### PAGE EXTRACT:
Another area in which the team was able to make a difference was in Mrs T's social support system. After a year in the team program, Mrs T reported a decreased sense of isolation and stated that her support system had doubled in size. At baseline, the area of social support was a significant stress in her life, in that she only had a handful of people in her life that she could call on for help with her caregiving role. However, with the help of the team, she was able to stabilize her stress by joining a gymnasium and becoming more active in her community through local church activities and political campaigns, which not only increased her interactions with other individuals but also improved her overall physical health.
Another improvement in her physical health involved helping her attend her medical appointments. At the baseline interview, Mrs T stated that she had not had a routine medical checkup for over a year. However, during the 12-month follow-up period, she was able to see her primary care doctor, optometrist, and dentist for annual checkups.
One of the most significant improvements observed in the follow-up period was in Mrs T's depression. At follow-up, her CES-D score decreased by 13 points, placing her in the low-risk range for clinical depression. With the help of her team, she reported feeling generally happy most of the time and a decrease in the time she was angry or frustrated because of her caregiving responsibilities. Also, when asked, “in the past month, have you felt depressed, sad, had crying spells, or felt like you often needed to cry?” She said she “always” felt that way at baseline; however, at follow-up she answered “sometimes.”
Overall, at follow-up the team noticed that Mrs T was relaxed, more physically fit, and smiling. She expressed an increased feeling of competency in her abilities to care for her husband. She had adjusted to the transition of placing him in a nursing home and was still able to have him stay at their home a couple of nights a week.

### THINGS TO DO:
(a) Answer these questions from the passage on Mrs T, one line each:
(i) What did Mrs T join that helped stabilize her stress?
(ii) By how many points did her CES-D score decrease at follow-up?
(iii) Which three providers did she see for annual checkups during the follow-up period?
(b) Please say whether each statement agrees with the passage on Mrs T, and quote the words that decide it:
(i) At baseline, Mrs T had had a routine medical checkup within the past year.
(ii) At follow-up, Mrs T answered "sometimes" when asked whether she had felt depressed or sad in the past month.
(iii) After the nursing home placement, Mrs T's husband no longer stayed at their home.

### AVAILABLE DATA:
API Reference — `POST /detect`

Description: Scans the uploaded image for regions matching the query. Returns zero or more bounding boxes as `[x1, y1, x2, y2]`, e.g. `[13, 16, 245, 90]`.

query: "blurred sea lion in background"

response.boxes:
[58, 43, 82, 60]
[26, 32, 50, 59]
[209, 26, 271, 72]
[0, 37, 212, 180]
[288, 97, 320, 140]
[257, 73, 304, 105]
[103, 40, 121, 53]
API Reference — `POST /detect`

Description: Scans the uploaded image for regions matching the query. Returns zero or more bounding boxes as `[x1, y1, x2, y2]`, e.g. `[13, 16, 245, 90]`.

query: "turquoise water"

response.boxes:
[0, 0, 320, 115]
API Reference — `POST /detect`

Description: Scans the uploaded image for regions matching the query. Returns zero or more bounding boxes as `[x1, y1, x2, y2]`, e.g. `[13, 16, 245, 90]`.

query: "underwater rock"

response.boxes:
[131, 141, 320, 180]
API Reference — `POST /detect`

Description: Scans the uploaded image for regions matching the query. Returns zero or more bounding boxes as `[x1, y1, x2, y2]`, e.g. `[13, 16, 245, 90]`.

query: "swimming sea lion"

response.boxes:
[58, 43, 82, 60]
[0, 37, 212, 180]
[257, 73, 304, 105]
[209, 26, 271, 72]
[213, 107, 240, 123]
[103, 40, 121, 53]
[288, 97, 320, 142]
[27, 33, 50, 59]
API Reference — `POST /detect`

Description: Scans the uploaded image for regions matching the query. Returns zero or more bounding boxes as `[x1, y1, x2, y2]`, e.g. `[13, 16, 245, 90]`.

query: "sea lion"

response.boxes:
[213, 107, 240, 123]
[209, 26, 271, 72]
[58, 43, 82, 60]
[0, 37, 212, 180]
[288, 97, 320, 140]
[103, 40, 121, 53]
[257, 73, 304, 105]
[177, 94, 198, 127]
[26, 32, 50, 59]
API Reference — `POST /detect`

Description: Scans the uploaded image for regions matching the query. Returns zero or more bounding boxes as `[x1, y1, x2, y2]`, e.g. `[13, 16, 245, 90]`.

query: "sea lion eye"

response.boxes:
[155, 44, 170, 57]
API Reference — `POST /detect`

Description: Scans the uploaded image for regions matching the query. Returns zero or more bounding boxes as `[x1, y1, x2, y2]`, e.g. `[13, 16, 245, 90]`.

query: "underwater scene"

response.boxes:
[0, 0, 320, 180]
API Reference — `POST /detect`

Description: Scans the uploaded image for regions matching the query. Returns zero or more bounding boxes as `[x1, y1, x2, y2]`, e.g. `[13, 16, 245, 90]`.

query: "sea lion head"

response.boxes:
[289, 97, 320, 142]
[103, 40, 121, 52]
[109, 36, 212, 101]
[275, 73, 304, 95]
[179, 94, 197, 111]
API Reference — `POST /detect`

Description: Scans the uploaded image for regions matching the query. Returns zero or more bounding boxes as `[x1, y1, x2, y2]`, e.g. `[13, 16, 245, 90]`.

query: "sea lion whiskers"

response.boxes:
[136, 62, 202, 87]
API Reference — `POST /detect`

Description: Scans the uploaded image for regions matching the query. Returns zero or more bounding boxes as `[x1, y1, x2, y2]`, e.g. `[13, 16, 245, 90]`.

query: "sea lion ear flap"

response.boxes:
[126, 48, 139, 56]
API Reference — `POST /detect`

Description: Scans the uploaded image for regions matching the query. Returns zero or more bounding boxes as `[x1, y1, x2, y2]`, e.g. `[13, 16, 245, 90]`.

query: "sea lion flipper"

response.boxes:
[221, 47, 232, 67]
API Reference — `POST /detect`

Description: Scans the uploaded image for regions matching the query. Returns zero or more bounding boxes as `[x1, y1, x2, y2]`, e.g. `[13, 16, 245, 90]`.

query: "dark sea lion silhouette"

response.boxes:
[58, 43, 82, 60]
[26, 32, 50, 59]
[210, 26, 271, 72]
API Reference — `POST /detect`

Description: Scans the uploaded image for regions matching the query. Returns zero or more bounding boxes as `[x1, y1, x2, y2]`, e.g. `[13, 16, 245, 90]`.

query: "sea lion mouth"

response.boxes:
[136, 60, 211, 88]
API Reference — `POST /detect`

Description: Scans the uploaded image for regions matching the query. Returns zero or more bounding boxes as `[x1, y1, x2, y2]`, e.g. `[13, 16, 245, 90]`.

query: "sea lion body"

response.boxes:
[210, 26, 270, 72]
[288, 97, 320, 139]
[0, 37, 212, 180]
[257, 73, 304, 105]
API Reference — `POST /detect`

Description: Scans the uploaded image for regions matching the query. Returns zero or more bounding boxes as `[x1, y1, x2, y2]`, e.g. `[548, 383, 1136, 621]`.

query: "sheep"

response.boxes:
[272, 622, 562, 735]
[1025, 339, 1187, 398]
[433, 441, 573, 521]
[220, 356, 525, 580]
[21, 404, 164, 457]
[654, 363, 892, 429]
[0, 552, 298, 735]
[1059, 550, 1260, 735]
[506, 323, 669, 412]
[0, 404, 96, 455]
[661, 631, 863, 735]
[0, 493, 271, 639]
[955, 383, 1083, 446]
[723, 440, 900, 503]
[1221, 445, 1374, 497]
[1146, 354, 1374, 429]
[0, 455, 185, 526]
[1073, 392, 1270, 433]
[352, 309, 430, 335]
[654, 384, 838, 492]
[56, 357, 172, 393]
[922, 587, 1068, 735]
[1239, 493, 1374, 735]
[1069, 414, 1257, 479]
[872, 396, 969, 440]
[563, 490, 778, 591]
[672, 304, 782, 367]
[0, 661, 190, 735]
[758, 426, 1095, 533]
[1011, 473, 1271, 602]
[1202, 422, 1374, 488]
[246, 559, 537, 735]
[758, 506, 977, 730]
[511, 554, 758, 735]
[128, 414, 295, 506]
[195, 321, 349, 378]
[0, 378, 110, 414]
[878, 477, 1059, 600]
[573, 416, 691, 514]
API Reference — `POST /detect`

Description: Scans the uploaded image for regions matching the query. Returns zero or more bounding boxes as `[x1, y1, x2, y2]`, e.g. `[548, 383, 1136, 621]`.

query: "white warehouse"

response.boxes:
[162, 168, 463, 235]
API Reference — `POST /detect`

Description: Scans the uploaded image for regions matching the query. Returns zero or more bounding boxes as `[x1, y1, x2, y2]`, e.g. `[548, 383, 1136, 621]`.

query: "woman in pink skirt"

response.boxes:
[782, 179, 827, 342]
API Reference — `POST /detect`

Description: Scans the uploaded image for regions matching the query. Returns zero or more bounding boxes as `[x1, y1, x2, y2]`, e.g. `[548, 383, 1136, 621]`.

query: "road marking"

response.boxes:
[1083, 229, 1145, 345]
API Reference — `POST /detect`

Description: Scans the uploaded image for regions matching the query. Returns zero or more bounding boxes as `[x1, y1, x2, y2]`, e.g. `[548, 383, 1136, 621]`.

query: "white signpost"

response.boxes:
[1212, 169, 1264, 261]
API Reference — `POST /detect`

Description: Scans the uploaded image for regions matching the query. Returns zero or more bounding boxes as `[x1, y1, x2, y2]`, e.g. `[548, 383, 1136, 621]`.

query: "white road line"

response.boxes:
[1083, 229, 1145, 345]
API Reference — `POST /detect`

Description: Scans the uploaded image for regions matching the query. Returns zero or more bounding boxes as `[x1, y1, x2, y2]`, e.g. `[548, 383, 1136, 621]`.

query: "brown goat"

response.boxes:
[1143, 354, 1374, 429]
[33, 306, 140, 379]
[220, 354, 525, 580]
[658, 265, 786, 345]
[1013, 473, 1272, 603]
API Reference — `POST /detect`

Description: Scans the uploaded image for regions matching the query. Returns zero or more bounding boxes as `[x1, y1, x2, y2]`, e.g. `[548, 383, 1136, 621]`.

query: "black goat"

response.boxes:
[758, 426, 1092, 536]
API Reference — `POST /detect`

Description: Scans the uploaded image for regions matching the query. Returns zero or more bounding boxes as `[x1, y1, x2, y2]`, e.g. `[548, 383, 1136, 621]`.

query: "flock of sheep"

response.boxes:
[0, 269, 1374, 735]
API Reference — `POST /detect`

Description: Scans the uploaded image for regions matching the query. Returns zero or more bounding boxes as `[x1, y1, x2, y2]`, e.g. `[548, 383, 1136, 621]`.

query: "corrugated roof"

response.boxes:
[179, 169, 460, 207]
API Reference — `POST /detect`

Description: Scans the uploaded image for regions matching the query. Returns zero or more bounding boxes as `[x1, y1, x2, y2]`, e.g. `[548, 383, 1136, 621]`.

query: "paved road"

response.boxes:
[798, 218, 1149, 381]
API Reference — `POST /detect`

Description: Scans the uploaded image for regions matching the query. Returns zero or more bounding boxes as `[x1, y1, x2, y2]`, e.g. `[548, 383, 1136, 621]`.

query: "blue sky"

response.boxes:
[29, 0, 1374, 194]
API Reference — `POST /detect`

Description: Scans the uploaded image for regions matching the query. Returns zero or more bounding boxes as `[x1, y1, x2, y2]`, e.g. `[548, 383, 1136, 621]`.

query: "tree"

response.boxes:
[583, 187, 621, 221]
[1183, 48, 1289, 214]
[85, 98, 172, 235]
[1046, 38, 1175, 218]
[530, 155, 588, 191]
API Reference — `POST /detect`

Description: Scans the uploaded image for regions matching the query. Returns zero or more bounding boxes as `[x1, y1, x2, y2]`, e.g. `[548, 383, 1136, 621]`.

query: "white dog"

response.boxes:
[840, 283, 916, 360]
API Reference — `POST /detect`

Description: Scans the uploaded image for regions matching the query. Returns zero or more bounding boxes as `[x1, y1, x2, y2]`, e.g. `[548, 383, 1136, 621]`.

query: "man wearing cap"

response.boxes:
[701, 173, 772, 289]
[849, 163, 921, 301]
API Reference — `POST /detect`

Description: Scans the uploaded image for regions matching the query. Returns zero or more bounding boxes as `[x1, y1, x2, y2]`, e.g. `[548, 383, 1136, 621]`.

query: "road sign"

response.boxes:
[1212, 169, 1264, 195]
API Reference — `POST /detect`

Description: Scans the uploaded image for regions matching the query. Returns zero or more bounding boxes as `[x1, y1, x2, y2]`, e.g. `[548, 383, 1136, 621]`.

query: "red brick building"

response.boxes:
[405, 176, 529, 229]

### SOLUTIONS PER TASK:
(a)
(i) A gymnasium.
(ii) 13 points.
(iii) Her primary care doctor, optometrist, and dentist.

(b)
(i) No: "she had not had a routine medical checkup for over a year"
(ii) Yes: "at follow-up she answered “sometimes.”"
(iii) No: "was still able to have him stay at their home a couple of nights a week"